* **Zu lösende Aufgaben**
**a.** Gib den Text über Coscos Einstieg im Hamburger Hafen wortgetreu wieder, von „Mehr Investitionen in“ bis „bei 96 Millionen.“.
**b.** Beantworte diese Fragen zum Text über Coscos Einstieg im Hamburger Hafen:
(i) Wie viel Prozent darf die chinesische Staatsreederei anstelle der geplanten 35 Prozent übernehmen?
(ii) Von welchem Hafen wurde Cosco bereits vor sechs Jahren Mehrheitseigner?
(iii) Wie viele Firmenübernahmen wurden im vergangenen Jahr in Europa gezählt?

* **Ausgewählter Text**

########################################

Chinesische Firmen sind seit der Pandemie mit Auslandsinvestitionen wieder auf dem Vormarsch. Nicht nur in Afrika oder Asien, wo sie ganze Häfen und Verkehrsnetze kaufen, auch in Hamburg will die chinesische Firma Cosco jetzt im öffentlichen Bereich mitmischen.

Die deutsche Regierung wird aller Voraussicht nach grünes Licht für eine Beteiligung an der Firma HHLA-Terminal Tollerort geben, die mehrheitlich der Hansestadt gehört. Mit dem Einstieg der Chinesen verspricht sie sich eine Stärkung des grössten deutschen Seehafens gegenüber den Konkurrenten Rotterdam und Antwerpen.

China-Experten warnen

Bei den Kritikern schrillen die Alarmglocken. Jacob Gunter, Analyst beim China-Institut Merics in Berlin, sagt: «Cosco und seine Investition in den Hamburger Hafen bergen verschiedene Risiken für die Sicherheit und die wirtschaftlichen Interessen Deutschlands.»

Gunter bezeichnet Cosco nicht nur als multinationales Unternehmen, das eine Rendite anstrebe, sondern auch als ein Instrument der chinesischen Regierung, um deren strategischen Ziele voranzutreiben. Gunter: «Es gibt es das Risiko der Einflussnahme – je abhängiger Deutschland von Investitionen und Geschäften mit Cosco wird, desto mehr Einfluss können Cosco und Parteifunktionäre auf die deutsche China-Politik ausüben.»

Cosco ist laut Gunter in erster Linie ein Instrument Pekings. Er warnt davor, dass andere Reedereien ohne staatliche Unterstützung aus dem Geschäft gedrängt würden, wenn Cosco zu viel Einfluss bekomme. Bereits vor sechs Jahren wurde Cosco Mehrheitseigner des Hafens im griechischen Piräus.

Auch der deutsche Wirtschaftsminister Robert Habeck (53, Grüne) hatte vor neuen Abhängigkeiten gewarnt. Dennoch scheint die deutsche Regierung nun ihre Einwilligung zu geben. Allerdings mit einer Einschränkung: Die chinesische Staatsreederei darf nicht wie geplant 35, sondern nur 24,9 Prozent übernehmen, womit der Konzern als Minderheitsaktionär formal keinen inhaltlichen Einfluss auf die Geschäftsführung ausüben kann.

Mehr Investitionen in der Schweiz

Laut der internationalen Beraterfirma Ernst & Young (EY) sind die chinesischen Investitionen nach dem pandemiebedingten Einbruch in Europa und der Schweiz wieder am Steigen. Im vergangenen Jahr wurden in Europa 155 Firmenübernahmen gezählt, in der Schweiz gab es neun Übernahmen oder Beteiligungen. Die Investitionen lagen in Europa bei 12,4 Milliarden Dollar, in der Schweiz bei 96 Millionen.

########################################

[Quelldaten]
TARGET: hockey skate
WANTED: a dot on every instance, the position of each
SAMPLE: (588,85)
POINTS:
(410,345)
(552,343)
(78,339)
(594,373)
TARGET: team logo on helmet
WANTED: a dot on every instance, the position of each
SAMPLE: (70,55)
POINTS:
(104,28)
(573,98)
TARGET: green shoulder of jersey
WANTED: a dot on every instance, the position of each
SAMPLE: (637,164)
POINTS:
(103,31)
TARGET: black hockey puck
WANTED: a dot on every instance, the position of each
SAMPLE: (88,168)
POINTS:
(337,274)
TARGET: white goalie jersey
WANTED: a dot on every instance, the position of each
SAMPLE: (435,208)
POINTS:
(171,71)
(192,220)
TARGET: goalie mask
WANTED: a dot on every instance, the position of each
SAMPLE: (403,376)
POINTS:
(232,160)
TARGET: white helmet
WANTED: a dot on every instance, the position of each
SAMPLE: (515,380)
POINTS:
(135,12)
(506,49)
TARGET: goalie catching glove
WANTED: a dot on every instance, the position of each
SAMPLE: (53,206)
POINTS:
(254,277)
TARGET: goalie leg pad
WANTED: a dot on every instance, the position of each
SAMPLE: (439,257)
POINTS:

########################################

* **Erwartete Ergebnisse**
**a.**
Mehr Investitionen in der Schweiz

Laut der internationalen Beraterfirma Ernst & Young (EY) sind die chinesischen Investitionen nach dem pandemiebedingten Einbruch in Europa und der Schweiz wieder am Steigen. Im vergangenen Jahr wurden in Europa 155 Firmenübernahmen gezählt, in der Schweiz gab es neun Übernahmen oder Beteiligungen. Die Investitionen lagen in Europa bei 12,4 Milliarden Dollar, in der Schweiz bei 96 Millionen.

**b.**
(i) 24,9 Prozent.
(ii) Vom Hafen im griechischen Piräus.
(iii) 155 Firmenübernahmen.